[Rows from a segmentation dataset]
- - - -

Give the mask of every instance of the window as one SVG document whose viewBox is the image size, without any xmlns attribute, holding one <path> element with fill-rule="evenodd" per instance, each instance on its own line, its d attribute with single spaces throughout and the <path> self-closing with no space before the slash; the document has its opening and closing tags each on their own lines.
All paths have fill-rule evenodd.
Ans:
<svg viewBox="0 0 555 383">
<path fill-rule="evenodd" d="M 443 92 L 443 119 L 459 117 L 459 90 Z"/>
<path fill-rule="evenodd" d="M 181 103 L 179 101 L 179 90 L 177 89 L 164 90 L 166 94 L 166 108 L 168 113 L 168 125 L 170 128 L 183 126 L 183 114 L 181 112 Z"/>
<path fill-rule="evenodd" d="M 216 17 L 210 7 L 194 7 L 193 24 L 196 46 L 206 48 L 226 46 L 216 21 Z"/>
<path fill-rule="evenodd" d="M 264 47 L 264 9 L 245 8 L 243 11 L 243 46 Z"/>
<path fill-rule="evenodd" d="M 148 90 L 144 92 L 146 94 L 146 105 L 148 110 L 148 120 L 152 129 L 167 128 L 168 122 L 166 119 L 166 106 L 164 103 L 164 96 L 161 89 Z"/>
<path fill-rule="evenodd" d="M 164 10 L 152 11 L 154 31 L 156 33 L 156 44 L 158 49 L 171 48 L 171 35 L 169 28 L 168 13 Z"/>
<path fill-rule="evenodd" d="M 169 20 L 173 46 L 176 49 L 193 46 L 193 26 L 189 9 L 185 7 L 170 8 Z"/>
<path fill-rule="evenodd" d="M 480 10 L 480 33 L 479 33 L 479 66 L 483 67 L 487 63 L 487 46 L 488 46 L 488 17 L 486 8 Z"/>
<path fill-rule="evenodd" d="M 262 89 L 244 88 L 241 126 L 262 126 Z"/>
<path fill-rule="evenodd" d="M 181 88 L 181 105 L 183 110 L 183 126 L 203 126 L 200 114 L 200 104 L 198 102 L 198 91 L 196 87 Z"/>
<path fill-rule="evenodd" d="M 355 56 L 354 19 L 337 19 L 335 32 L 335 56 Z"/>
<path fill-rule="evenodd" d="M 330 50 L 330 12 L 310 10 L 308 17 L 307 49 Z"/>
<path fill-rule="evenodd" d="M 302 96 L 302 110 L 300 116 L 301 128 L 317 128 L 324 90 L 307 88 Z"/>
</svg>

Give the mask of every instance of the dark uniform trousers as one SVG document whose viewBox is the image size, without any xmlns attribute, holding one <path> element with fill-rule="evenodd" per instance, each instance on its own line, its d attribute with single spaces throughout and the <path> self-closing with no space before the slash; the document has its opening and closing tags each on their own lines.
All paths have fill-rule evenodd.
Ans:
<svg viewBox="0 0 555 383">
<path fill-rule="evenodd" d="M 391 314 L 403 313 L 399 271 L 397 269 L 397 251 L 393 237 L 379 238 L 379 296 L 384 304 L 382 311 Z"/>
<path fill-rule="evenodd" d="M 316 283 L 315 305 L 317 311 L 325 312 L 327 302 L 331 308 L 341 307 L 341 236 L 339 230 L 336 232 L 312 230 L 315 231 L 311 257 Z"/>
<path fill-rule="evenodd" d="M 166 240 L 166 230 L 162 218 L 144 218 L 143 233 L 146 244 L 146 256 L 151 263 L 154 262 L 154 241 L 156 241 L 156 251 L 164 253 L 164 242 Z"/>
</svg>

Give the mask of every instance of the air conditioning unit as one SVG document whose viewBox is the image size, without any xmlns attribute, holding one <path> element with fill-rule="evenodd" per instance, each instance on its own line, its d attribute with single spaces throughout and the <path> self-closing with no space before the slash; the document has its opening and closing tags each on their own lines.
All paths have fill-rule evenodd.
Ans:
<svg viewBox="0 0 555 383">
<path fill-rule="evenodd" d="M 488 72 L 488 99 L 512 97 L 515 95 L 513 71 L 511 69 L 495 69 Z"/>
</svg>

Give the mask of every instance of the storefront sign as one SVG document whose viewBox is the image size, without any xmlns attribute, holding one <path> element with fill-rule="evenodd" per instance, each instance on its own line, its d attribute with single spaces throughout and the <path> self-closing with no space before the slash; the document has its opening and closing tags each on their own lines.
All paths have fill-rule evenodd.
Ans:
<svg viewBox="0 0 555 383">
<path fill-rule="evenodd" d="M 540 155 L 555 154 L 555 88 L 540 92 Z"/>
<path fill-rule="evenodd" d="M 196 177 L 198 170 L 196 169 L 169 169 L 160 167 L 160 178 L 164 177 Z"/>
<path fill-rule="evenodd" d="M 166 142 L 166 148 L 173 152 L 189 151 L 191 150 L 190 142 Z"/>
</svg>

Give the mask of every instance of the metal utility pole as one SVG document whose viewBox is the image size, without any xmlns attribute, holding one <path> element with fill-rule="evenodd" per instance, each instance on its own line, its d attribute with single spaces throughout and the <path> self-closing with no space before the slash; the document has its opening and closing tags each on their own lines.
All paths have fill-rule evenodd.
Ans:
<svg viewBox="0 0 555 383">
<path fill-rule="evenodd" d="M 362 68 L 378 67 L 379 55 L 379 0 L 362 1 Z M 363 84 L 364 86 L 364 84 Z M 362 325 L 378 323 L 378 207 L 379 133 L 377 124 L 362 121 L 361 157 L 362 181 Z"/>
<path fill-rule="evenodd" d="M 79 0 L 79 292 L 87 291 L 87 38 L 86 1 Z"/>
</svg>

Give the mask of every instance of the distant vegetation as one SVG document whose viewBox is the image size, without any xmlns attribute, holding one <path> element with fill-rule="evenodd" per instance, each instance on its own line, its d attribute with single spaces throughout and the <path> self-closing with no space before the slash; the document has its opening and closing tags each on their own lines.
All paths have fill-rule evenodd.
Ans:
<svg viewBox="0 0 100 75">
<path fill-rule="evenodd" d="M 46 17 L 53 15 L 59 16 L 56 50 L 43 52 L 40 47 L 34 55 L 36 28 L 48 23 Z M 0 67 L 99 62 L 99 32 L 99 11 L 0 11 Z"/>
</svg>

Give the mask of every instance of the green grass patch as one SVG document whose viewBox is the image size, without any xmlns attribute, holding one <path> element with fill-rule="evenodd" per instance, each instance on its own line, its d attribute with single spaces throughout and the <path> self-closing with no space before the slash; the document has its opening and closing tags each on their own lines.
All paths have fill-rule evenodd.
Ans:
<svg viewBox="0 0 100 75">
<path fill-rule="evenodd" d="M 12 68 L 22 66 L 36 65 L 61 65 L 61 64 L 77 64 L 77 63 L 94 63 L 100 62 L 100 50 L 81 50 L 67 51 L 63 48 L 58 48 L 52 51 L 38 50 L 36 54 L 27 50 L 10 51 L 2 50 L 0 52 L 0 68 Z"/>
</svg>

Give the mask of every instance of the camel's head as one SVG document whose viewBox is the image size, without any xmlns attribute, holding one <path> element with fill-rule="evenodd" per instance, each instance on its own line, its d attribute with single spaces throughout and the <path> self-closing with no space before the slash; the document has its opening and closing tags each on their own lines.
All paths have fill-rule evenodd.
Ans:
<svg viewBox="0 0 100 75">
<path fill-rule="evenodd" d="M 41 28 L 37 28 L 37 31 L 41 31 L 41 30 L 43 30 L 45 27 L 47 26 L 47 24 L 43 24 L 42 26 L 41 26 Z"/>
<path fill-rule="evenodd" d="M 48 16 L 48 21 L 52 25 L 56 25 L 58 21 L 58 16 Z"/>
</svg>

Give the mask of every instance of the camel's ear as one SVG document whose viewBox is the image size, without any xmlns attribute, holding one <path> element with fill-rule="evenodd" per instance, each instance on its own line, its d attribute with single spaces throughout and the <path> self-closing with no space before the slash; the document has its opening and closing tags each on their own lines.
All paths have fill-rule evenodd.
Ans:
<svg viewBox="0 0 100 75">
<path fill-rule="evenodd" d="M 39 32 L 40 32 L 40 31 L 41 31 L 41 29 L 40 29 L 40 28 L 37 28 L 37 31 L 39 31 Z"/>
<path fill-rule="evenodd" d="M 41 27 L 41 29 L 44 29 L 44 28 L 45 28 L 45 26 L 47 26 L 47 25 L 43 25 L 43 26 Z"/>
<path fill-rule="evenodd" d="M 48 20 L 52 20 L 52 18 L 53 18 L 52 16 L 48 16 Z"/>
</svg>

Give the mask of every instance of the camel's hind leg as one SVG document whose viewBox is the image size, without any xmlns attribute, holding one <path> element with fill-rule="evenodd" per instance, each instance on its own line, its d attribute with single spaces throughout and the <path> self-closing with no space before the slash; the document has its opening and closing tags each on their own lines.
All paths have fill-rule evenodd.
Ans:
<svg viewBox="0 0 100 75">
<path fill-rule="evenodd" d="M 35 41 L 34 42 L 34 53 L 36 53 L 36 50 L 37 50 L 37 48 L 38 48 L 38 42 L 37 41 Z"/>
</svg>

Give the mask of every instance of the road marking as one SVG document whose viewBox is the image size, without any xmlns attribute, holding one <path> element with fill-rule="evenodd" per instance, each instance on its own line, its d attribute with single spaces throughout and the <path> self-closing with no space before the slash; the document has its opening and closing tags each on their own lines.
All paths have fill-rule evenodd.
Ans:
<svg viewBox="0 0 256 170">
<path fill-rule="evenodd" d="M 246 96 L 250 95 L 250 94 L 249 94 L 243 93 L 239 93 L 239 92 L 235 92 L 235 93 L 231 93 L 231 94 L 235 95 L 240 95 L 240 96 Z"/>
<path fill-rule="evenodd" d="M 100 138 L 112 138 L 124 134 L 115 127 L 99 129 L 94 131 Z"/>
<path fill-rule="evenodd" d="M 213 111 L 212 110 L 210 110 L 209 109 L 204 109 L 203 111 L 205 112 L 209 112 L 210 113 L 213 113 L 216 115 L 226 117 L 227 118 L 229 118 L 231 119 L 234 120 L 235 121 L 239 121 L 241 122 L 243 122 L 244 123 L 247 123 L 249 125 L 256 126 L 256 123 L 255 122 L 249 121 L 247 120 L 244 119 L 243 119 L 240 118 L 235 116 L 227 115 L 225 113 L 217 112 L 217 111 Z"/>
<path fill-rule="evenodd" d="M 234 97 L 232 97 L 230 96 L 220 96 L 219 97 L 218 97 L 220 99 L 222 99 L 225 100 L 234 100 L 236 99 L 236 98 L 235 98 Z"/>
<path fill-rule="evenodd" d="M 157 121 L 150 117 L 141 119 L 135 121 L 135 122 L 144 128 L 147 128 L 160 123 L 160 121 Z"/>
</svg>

- - - -

* **Task to carry out**
Reproduce the data without any change, starting with its first line and going on through the line that contains "164 10 L 152".

* **Exercise solution**
Give the mask of every instance of the window as one SVG document whose viewBox is the image size, without any xmlns attribute, holding one <path> element with fill-rule="evenodd" per instance, each instance on its own line, its d attribute with single spaces throughout and the <path> self-closing with no space before the slash; the document has its opening and closing tags each on their own lines.
All paths have fill-rule evenodd.
Ans:
<svg viewBox="0 0 555 383">
<path fill-rule="evenodd" d="M 443 92 L 443 119 L 459 117 L 459 90 Z"/>
<path fill-rule="evenodd" d="M 181 103 L 179 101 L 179 90 L 177 89 L 164 90 L 166 94 L 166 108 L 168 113 L 168 125 L 170 128 L 183 126 L 183 114 L 181 112 Z"/>
<path fill-rule="evenodd" d="M 216 17 L 210 7 L 194 7 L 193 24 L 196 46 L 206 48 L 226 46 L 216 21 Z"/>
<path fill-rule="evenodd" d="M 264 47 L 264 9 L 245 8 L 243 11 L 243 46 Z"/>
<path fill-rule="evenodd" d="M 148 90 L 144 92 L 146 94 L 146 105 L 148 110 L 148 120 L 152 129 L 167 128 L 168 122 L 166 119 L 166 106 L 164 103 L 164 96 L 161 89 Z"/>
<path fill-rule="evenodd" d="M 164 10 L 152 11 L 154 31 L 156 33 L 156 44 L 158 49 L 171 48 L 171 35 L 169 28 L 168 13 Z"/>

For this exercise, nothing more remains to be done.